Rows taken from a segmentation dataset:
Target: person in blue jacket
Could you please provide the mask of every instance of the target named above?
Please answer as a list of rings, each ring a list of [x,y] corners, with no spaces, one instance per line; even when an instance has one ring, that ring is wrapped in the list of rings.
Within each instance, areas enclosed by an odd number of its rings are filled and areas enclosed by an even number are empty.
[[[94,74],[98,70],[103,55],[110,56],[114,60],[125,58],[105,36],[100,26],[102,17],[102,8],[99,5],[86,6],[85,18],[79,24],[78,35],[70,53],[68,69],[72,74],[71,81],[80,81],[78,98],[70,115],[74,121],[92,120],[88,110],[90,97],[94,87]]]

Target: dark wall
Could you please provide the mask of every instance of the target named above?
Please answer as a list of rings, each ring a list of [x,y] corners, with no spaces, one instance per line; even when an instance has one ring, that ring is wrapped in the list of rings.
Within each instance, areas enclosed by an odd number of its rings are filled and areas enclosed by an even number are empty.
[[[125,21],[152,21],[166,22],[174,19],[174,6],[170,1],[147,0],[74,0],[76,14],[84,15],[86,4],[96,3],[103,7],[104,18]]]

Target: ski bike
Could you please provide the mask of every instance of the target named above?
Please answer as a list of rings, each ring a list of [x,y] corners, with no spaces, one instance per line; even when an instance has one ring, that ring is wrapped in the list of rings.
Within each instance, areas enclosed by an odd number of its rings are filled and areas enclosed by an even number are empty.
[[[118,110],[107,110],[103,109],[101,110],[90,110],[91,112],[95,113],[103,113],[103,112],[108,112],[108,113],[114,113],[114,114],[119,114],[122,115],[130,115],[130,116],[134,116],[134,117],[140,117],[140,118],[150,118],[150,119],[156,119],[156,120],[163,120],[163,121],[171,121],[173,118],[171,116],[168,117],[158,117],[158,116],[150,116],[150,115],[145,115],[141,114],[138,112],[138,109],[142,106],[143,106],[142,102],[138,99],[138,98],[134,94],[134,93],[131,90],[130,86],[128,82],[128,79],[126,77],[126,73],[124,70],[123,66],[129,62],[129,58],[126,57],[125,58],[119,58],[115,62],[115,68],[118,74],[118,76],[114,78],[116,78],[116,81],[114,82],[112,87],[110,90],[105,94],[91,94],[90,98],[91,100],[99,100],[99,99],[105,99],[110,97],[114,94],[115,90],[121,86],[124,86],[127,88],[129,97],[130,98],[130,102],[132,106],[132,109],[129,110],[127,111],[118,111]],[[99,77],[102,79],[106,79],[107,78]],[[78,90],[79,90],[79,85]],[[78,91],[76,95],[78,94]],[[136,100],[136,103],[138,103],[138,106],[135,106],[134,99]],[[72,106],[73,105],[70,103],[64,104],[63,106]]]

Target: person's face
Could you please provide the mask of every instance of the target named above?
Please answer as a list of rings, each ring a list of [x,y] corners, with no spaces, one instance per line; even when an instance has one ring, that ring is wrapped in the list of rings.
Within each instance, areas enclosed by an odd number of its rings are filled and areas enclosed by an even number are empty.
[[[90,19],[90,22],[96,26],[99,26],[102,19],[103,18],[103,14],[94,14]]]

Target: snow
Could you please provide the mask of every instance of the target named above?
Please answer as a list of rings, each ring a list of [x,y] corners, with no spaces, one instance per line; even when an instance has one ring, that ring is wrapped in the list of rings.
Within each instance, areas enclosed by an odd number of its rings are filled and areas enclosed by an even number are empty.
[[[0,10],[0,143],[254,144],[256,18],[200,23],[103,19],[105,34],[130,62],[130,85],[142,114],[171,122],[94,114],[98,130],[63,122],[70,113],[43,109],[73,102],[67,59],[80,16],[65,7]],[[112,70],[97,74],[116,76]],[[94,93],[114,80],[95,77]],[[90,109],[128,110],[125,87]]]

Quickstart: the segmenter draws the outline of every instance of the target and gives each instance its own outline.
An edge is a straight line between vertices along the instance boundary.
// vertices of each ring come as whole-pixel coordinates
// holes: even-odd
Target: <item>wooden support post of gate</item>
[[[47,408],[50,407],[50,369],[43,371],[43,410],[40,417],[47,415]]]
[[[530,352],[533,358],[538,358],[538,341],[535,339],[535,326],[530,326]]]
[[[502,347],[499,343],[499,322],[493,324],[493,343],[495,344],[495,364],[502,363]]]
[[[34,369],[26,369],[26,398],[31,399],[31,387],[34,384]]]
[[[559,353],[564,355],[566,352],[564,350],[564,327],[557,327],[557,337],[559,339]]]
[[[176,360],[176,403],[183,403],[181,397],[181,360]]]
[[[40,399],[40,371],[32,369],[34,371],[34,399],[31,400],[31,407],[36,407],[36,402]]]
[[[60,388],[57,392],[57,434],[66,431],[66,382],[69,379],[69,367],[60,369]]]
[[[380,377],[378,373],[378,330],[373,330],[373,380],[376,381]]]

Your goal: Could you write out all of the rows above again, character for character, with nothing changed?

Completed exercise:
Target: person in blue jacket
Could you please provide the mask of every instance of the target named above?
Please answer as a list of rings, each ring a list of [x,y] corners, with no spaces, one instance per line; even when an instance has one ring, that ring is wrapped in the list of rings.
Within each instance, areas enclosed by an odd number of its rings are filled and areas enclosed by an even number are empty.
[[[94,74],[98,70],[103,55],[110,56],[114,60],[125,58],[105,36],[100,26],[102,17],[102,8],[99,5],[86,6],[85,18],[79,24],[78,35],[70,53],[68,69],[72,74],[71,81],[80,81],[78,98],[70,115],[74,121],[92,120],[88,110],[90,97],[94,87]]]

Target: dark wall
Could you please provide the mask of every instance of the target named above?
Please answer as a list of rings, each ring a list of [x,y] corners, with no spaces, one instance per line; even when an instance has one ring, that ring is wrapped in the list of rings.
Within each instance, areas enclosed by an odd number of its rings are filled and areas enclosed by an even number are empty.
[[[125,21],[152,21],[166,22],[174,19],[174,6],[170,1],[147,0],[74,0],[76,14],[84,15],[86,4],[96,3],[103,7],[104,18]]]

Target: ski bike
Could you please provide the mask of every instance of the target named above?
Please answer as a list of rings, each ring a list of [x,y] corners, with no spaces, one instance per line; even when an instance has one ring, that ring is wrapped in the list of rings.
Within each instance, areas enclosed by an odd number of its rings are filled and areas enclosed by an even number are empty.
[[[118,110],[107,110],[103,109],[101,110],[90,110],[91,112],[95,113],[103,113],[103,112],[108,112],[108,113],[114,113],[114,114],[119,114],[122,115],[130,115],[130,116],[134,116],[134,117],[140,117],[140,118],[150,118],[150,119],[156,119],[156,120],[163,120],[163,121],[171,121],[173,118],[171,116],[168,117],[158,117],[158,116],[150,116],[150,115],[145,115],[141,114],[138,112],[138,109],[142,106],[143,106],[142,102],[138,99],[138,98],[134,94],[134,93],[131,90],[130,86],[128,82],[128,79],[126,77],[126,73],[124,70],[123,66],[129,62],[129,58],[126,57],[125,58],[119,58],[115,62],[115,68],[118,74],[118,76],[114,78],[116,78],[116,81],[114,82],[112,87],[110,90],[105,94],[91,94],[90,98],[91,100],[99,100],[99,99],[105,99],[110,97],[114,94],[115,90],[121,86],[124,86],[127,88],[129,97],[130,98],[130,102],[132,106],[132,109],[129,110],[127,111],[118,111]],[[99,77],[102,79],[106,79],[107,78]],[[78,90],[79,90],[79,85]],[[78,91],[76,95],[78,94]],[[136,100],[136,103],[138,103],[138,106],[135,106],[134,99]],[[72,106],[73,105],[70,103],[64,104],[63,106]]]

Target: person's face
Could you please provide the mask of every instance of the target named above?
Please answer as a list of rings, each ring a list of [x,y] corners, with no spaces, one instance per line; even when an instance has one ring, that ring is wrapped in the list of rings.
Within each instance, areas enclosed by an odd number of its rings are filled and areas enclosed by an even number are empty.
[[[90,19],[90,22],[96,26],[99,26],[102,19],[103,18],[103,14],[94,14]]]

Target: snow
Could you please provide the mask of every instance of the target named above?
Please answer as a list of rings, each ring a list of [x,y] corners, with no spaces, one instance per line; even when an instance has one ring, that ring is wrapped in the list of rings.
Within each instance, areas enclosed by an odd number of its rings are filled and areas enclosed by an even number are empty.
[[[0,10],[0,143],[254,144],[256,18],[200,23],[103,19],[105,34],[130,62],[130,85],[142,114],[171,122],[94,114],[98,130],[63,122],[70,113],[43,109],[73,102],[67,59],[80,16],[65,7]],[[112,70],[97,74],[116,76]],[[94,93],[114,80],[95,77]],[[90,109],[128,110],[125,87]]]

Quickstart: the segmenter draws the outline of every instance of the target and gives each instance its own outline.
An edge is a straight line between vertices along the instance boundary.
// vertices of each ring come as whole-pixel coordinates
// holes: even-odd
Target: <item>wooden support post of gate</item>
[[[47,408],[50,407],[50,369],[43,371],[43,410],[40,417],[47,415]]]
[[[530,352],[533,358],[538,358],[538,341],[535,339],[535,326],[530,326]]]
[[[502,347],[499,343],[499,322],[493,324],[493,343],[495,344],[495,364],[502,363]]]
[[[34,369],[26,369],[26,398],[31,399],[31,387],[34,384]]]
[[[559,353],[564,355],[566,352],[564,350],[564,327],[557,327],[557,337],[559,339]]]
[[[176,360],[176,403],[183,403],[181,397],[181,360]]]
[[[40,399],[40,371],[32,369],[34,371],[34,399],[31,400],[31,407],[36,407],[36,402]]]
[[[60,388],[57,392],[57,434],[66,431],[66,382],[69,379],[69,367],[60,369]]]
[[[380,377],[378,373],[378,330],[373,330],[373,380],[376,381]]]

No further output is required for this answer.